*Task goal:*
Return the entries below in full. Keep every word as it is.

[Supplied entries]

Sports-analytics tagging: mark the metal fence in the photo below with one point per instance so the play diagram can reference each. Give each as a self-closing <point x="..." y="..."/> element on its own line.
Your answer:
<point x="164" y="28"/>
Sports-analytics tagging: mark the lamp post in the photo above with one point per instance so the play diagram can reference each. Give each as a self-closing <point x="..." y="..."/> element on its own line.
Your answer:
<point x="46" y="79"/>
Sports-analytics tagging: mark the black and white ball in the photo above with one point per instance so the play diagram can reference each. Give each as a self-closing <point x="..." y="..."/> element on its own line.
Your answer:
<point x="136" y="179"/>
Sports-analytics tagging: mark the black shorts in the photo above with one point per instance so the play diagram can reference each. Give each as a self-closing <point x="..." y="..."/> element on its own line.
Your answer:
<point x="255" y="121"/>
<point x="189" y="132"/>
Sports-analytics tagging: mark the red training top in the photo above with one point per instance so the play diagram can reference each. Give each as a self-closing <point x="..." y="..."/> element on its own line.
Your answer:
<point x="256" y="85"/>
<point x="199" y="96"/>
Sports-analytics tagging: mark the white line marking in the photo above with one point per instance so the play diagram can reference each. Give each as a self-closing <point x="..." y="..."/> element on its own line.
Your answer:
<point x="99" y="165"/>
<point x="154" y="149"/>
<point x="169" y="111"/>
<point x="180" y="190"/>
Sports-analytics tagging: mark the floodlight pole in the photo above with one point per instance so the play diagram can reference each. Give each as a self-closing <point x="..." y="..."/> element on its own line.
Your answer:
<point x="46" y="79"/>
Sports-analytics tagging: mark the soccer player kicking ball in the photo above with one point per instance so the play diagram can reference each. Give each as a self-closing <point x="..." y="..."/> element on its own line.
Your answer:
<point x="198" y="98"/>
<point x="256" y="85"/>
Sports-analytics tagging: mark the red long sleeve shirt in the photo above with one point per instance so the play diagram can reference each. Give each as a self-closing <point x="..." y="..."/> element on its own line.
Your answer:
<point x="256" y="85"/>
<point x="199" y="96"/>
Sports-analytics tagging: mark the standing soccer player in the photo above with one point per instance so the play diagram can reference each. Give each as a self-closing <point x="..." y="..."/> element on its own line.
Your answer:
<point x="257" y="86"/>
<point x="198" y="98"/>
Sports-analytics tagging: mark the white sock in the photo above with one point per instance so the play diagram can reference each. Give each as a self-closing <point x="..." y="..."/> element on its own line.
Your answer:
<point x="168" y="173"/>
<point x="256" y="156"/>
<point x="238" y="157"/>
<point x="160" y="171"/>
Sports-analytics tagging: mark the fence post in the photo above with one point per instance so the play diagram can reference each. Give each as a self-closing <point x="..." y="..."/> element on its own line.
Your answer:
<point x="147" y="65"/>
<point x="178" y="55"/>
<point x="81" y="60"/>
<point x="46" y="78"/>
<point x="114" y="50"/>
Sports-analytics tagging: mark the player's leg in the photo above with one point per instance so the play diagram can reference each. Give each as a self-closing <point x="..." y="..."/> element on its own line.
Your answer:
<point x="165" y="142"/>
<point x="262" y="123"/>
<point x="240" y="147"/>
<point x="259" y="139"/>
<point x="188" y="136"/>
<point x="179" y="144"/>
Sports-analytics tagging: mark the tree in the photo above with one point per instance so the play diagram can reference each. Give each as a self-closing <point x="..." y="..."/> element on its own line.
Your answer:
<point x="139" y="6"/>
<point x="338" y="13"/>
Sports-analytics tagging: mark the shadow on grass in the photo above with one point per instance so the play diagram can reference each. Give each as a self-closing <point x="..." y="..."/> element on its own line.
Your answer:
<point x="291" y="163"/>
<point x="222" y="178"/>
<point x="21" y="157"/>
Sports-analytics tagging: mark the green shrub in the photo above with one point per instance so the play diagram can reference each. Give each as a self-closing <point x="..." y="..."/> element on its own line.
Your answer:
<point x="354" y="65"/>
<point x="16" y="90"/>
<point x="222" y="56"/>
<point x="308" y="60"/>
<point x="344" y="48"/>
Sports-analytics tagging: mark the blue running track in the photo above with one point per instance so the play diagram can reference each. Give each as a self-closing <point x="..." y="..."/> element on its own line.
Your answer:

[/Supplied entries]

*Result of the task:*
Sports-analytics tagging: mark the metal fence in the photo below with one point per instance so the play diagram can reference each. Give each as a self-closing <point x="..." y="..."/> element on its own line.
Your answer:
<point x="164" y="28"/>
Sports-analytics tagging: mark the lamp post in the photo above with one point per instance so the play diagram can reference each. Give each as a self-closing <point x="..." y="..."/> element on its own line.
Your answer:
<point x="46" y="79"/>
Sports-analytics tagging: mark the black and white ball in the photo above with one point per instance so the play diagram can reference each. Give each as a self-closing <point x="..." y="..."/> element on its own line.
Your answer:
<point x="136" y="179"/>
Sports-analytics tagging: mark the black shorts in the photo above with one point per instance so the play diagram can reference each. Give each as a self-closing <point x="..." y="..."/> element on its own line.
Your answer:
<point x="255" y="121"/>
<point x="189" y="132"/>
Sports-analytics tagging: mark the red training top in the photo above with one point per instance so the play diagram can reference each. Give each as a self-closing <point x="..." y="..."/> element on its own line.
Your answer:
<point x="256" y="85"/>
<point x="199" y="96"/>
Sports-analytics tagging: mark the white line marking in the photo above with one point per instance so the play diagram can reference each. Give each as a self-closing <point x="..." y="..."/> element on its own line.
Your answer:
<point x="99" y="165"/>
<point x="154" y="149"/>
<point x="169" y="111"/>
<point x="180" y="190"/>
Sports-analytics tagging: mark the floodlight pole in the photo above with one point per instance so the play diagram can reference each. Give each as a self-closing <point x="..." y="..."/> element on its own line.
Your answer:
<point x="46" y="79"/>
Sports-analytics tagging: mark the soccer player kicking ball in the photo above with one point per instance so the play diagram can reference each. Give each as a self-closing <point x="..." y="..."/> element on its own line.
Your answer:
<point x="198" y="98"/>
<point x="256" y="85"/>
Sports-analytics tagging: mark the red long sleeve shirt in the photo above with one point per instance so the play diagram can reference each. Give each as a self-closing <point x="..." y="..."/> element on its own line.
Your answer:
<point x="256" y="85"/>
<point x="199" y="96"/>
Sports-analytics tagging: mark the standing soccer player in the photo above with one point per instance so the play diagram can reference each. Give each as a self-closing <point x="..." y="..."/> element on its own line.
Your answer:
<point x="257" y="86"/>
<point x="198" y="98"/>
Sports-analytics tagging: mark the white sock in the photo above with one point per instance so the play diagram can reference each. Give each as a self-closing <point x="..." y="..."/> element on its own line.
Your answer:
<point x="168" y="173"/>
<point x="256" y="156"/>
<point x="238" y="157"/>
<point x="160" y="171"/>
Sports-analytics tagging: mark the fence post in the photo above with one point per instance so the play diagram can reference each. Give each as a self-closing <point x="..." y="..."/> element on its own line.
Your answer:
<point x="147" y="65"/>
<point x="178" y="55"/>
<point x="81" y="60"/>
<point x="46" y="78"/>
<point x="114" y="50"/>
Sports-analytics tagging: mark the player's leg in the photo above with one point per instance so the play diagram can reference each. Give each as a self-closing <point x="..." y="..."/> element on its own line.
Your answer:
<point x="165" y="142"/>
<point x="262" y="123"/>
<point x="240" y="147"/>
<point x="259" y="139"/>
<point x="188" y="136"/>
<point x="179" y="144"/>
Sports-analytics tagging: mark the tree in the photo above with one point per instance so the play diagram can reference each. Give each as a self-closing <point x="..." y="..."/> element on its own line.
Your answer:
<point x="139" y="6"/>
<point x="338" y="13"/>
Sports-analytics tagging: mark the shadow on grass in the photo above with one point per instance so the play diagram can reference each. Give each as a self-closing <point x="..." y="..."/> element on its own line.
Your answer:
<point x="291" y="163"/>
<point x="222" y="178"/>
<point x="21" y="157"/>
Sports-analytics tagging: mark the green shrub in the photo above with one point per instance so the play diagram can reference each. Give each as a self-closing <point x="..." y="..."/> element on its own line.
Your answer:
<point x="354" y="65"/>
<point x="16" y="90"/>
<point x="222" y="56"/>
<point x="308" y="60"/>
<point x="344" y="48"/>
Sports-analytics tagging: mark the blue running track in the photo above with one point per instance so the play diagram can reference each. Give each as a self-closing <point x="..." y="..."/> element on its own line.
Your answer:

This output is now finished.